§ Referring expression pointing data
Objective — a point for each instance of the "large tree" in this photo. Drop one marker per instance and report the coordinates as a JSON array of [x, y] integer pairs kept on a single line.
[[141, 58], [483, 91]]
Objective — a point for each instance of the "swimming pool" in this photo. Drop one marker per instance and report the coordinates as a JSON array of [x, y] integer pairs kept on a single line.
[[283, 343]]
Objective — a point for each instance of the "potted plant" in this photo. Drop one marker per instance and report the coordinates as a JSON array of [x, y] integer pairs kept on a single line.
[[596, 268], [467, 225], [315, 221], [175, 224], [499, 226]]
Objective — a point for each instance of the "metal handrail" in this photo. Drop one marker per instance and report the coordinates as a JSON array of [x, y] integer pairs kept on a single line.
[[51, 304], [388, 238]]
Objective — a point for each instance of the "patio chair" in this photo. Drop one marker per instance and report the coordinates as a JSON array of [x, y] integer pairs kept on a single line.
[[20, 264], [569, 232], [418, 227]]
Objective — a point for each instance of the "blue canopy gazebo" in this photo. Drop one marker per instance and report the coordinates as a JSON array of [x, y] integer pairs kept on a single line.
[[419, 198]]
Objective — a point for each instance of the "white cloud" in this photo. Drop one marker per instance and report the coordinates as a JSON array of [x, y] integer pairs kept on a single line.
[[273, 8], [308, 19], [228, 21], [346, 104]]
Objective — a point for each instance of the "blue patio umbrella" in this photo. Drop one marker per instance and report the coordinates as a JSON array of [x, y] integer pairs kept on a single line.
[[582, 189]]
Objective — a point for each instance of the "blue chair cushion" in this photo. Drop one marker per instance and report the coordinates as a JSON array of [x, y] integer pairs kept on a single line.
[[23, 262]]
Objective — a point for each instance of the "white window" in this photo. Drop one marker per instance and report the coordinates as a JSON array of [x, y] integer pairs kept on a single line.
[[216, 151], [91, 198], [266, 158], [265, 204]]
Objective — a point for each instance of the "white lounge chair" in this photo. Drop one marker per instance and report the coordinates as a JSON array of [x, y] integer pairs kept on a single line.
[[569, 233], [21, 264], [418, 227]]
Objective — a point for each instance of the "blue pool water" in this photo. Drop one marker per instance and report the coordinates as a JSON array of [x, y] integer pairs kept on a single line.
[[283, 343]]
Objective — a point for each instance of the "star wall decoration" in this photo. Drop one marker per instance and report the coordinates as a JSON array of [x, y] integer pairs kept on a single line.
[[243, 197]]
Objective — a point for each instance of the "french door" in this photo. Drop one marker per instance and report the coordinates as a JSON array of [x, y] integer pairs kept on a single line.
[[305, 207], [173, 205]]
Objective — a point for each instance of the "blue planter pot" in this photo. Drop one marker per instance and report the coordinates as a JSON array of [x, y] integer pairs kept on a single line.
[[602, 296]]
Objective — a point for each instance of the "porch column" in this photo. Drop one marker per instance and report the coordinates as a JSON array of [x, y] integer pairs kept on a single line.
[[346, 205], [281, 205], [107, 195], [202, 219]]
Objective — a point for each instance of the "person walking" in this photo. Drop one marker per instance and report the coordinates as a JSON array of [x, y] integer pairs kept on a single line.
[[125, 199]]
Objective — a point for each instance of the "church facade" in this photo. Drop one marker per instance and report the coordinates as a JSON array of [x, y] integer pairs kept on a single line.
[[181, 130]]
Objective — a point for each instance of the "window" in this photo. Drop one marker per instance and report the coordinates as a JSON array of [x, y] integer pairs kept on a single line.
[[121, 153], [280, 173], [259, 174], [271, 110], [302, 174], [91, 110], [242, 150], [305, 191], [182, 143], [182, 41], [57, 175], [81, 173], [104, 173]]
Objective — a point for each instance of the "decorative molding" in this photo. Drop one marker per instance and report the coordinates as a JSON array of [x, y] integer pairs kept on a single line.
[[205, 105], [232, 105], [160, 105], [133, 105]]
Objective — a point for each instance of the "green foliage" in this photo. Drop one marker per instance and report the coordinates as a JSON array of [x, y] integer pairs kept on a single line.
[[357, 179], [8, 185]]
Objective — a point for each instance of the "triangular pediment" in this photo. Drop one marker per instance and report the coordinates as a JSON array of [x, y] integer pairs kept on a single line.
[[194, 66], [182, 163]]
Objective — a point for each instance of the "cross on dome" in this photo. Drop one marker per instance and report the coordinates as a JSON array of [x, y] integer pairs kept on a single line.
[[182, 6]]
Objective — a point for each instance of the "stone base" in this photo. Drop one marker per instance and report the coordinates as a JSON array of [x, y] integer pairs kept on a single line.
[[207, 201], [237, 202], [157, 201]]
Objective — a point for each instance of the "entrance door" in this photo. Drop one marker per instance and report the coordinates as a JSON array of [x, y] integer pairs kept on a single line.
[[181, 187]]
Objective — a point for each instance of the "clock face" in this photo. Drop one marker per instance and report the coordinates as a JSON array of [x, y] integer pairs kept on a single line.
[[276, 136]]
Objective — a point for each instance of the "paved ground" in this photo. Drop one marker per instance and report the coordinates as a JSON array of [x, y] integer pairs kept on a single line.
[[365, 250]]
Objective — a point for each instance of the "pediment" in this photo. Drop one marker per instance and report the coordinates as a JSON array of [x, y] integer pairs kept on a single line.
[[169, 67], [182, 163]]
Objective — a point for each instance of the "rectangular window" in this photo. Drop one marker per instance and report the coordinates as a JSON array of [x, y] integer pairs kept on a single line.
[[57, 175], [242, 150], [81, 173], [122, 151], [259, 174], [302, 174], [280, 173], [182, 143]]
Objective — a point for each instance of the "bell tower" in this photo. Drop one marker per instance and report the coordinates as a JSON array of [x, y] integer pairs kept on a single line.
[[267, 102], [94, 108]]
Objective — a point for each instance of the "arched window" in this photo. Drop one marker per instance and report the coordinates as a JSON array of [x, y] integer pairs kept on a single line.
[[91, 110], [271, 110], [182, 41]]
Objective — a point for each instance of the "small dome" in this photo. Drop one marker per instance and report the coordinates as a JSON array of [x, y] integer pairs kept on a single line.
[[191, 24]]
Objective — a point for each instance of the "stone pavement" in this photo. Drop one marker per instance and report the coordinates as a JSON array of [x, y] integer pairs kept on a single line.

§ WHAT THIS TASK INVOLVES
Word for word, transcribe the data shown above.

§ ANSWER TO THIS PROBLEM
Objective — a point for each instance of the "large tree" in this photo. Drop one marker per instance and report the coordinates as a JSON array of [x, y] integer pairs kept on a single line.
[[141, 58], [483, 91]]
Objective — a point for each instance of the "swimming pool" in this photo. Drop one marker per instance and report the coordinates as a JSON array of [x, y] integer pairs kept on a single line.
[[283, 343]]
Objective — a point for each instance of the "potted plant" in this photo. Drop one marker per instance and report the coordinates as a JSON array of [x, y] integer pairs kept on a single line.
[[596, 268], [467, 225], [315, 221], [175, 224], [499, 226]]
Objective — a point for each instance of the "metal handrail" in this photo. Drop one marker per instance and report the coordinates as a JSON array of [x, y] integer pairs kept on a single line.
[[51, 304], [388, 238]]
Objective — a point for each instance of the "patio chair" in this photo. Drop one marker per instance and report the coordinates as a JSON array of [x, y] integer pairs kept on a single line.
[[20, 264], [569, 232], [418, 227]]
Objective — a point for each instance of the "blue canopy gazebo" in this photo. Drop one marker per instance and report the coordinates as a JSON array of [x, y] integer pairs kept on a single line.
[[419, 198]]
Objective — a point for each instance of the "white cloud" in this photo. Drop one marker per instance and report the coordinates as a JSON array of [x, y] integer pairs kept on a single line.
[[273, 8], [308, 19], [228, 21], [346, 104]]
Objective — a point for each instance of the "blue patio umbrella" in this photo. Drop one marker per instance and report the coordinates as a JSON array of [x, y] integer pairs kept on a single line.
[[582, 189]]
Objective — a point for each instance of the "blue chair cushion" in this photo. Drop one marker per instance and report the coordinates as a JSON array of [x, y] integer pairs kept on a single line.
[[23, 262]]
Objective — a point for each instance of the "white window" in this photo. Drop one marker per instance and report the coordinates as a JSON array of [x, y] integer pairs kept on a single line.
[[216, 151], [91, 198], [266, 158], [265, 204]]
Objective — a point for each instance of the "white lounge chair" in this photo. Drop one marker per instance and report the coordinates as a JSON array of [x, y] integer pairs kept on a single line.
[[569, 233], [21, 264], [418, 227]]
Objective — a point for each instance of the "blue pool water" in this photo. Drop one marker per instance and report the coordinates as a JSON array of [x, y] integer pairs kept on a single line.
[[283, 343]]
Objective — a point for each instance of the "star wall decoration" in this photo. Drop one marker per instance and report the coordinates as a JSON array of [x, y] integer pairs kept on a single line.
[[243, 197]]
Objective — a point for each instance of the "french door" in this photo. Drop one marker per instance and report the coordinates as a JSON array of [x, y] integer pairs kept on a single line.
[[305, 207], [173, 205]]
Objective — a point for each instance of the "blue planter pot" in this photo. Drop one marker per instance and report the coordinates as a JSON array of [x, y] integer pairs kept on a single line.
[[602, 296]]
Objective — a point for each instance of the "porch column" in this photo. Drop one marker per instance and report the coordinates as a JSON array of [x, y] integer pairs kept on a single line.
[[346, 205], [281, 205], [107, 195], [202, 219]]
Objective — a point for each instance of the "person walking" in this photo. Drop one marker per instance and report the coordinates as a JSON array of [x, y] integer pairs kept on a single line.
[[125, 199]]
Objective — a point for each instance of the "church facade" in this photo. Drop one marker per instance and report the coordinates as a JSON array of [x, y] integer pairs kept on a single line.
[[181, 130]]
Objective — a point for each instance of the "window" in this photo. Drop one marker per instance and report the coordinates as a JSON array of [x, y] integer pairs kept on a single line.
[[121, 153], [280, 173], [259, 174], [271, 110], [302, 174], [91, 110], [242, 150], [305, 191], [182, 143], [182, 41], [57, 175], [81, 173], [104, 173]]
Objective — a point for each instance of the "decorative molding" in this photo. Drop one marker per instance and report the coordinates as a JSON array of [x, y] integer pairs kept on a single line.
[[205, 105], [232, 105], [160, 105], [133, 105]]
Objective — a point for each instance of the "green foliage" in this photo. Drop one marker per instance and report the coordinates as a JSON array of [x, y] integer pairs kept on a single line.
[[357, 179], [8, 185]]
Objective — a point for each instance of the "triangular pediment" in this photo. Drop one marker per instance and report the coordinates as a JSON array of [x, y] integer pairs kept on a single line.
[[194, 66], [182, 163]]
Objective — a point for each instance of the "cross on dome" in this photo. Drop one marker per instance and report the coordinates as a JSON array of [x, y] integer pairs kept on a single line.
[[182, 6]]
Objective — a point for each instance of the "stone base" in this photo. Drop one marker per instance and report the coordinates as a JSON array of [x, y] integer pairs kept on a single line.
[[207, 201], [237, 202], [157, 201]]
Objective — a point for each instance of the "entrance door" in this photo. Drop one marker per instance and report the coordinates as a JSON array of [x, y] integer pairs kept on a single line.
[[181, 187]]
Objective — a point for each instance of the "clock face" in this photo. Drop one marker per instance and report the coordinates as a JSON array of [x, y] integer pairs kept on a single line.
[[276, 136]]
Objective — a point for each instance of the "paved ground" in this photo. Drop one marker per instance and report the coordinates as a JSON array of [x, y] integer pairs kept on a single line.
[[365, 250]]
Objective — a point for each instance of the "pediment" in this photo. Drop one marker per instance and report the coordinates as a JSON array of [x, y] integer pairs kept on a single line.
[[169, 67], [182, 163]]
Objective — a point for each instance of the "rectangular window" in this photo. Drop one marker per instance and report the coordinates as a JSON array of [x, y] integer pairs kept on a single line.
[[57, 175], [242, 150], [81, 173], [122, 151], [259, 174], [302, 174], [280, 173], [182, 143]]
Objective — a point for each instance of the "bell tower" in this photo. Drop one marker per instance and report the coordinates as a JSON array of [x, y] integer pairs kept on a single line.
[[267, 102], [94, 108]]
Objective — a point for each instance of the "arched window" in this photo. Drop one marker per instance and report the coordinates as a JSON array of [x, y] integer pairs kept on a single line.
[[91, 110], [271, 110], [182, 41]]
Objective — a point for each instance of the "small dome" in this photo. Drop one marker per instance and report the coordinates as a JSON array of [x, y] integer pairs kept on a single line.
[[191, 24]]
Objective — a point for each instance of the "stone pavement" in this photo. Drop one marker per instance and report the coordinates as a JSON array of [x, y] integer pairs kept on a single line.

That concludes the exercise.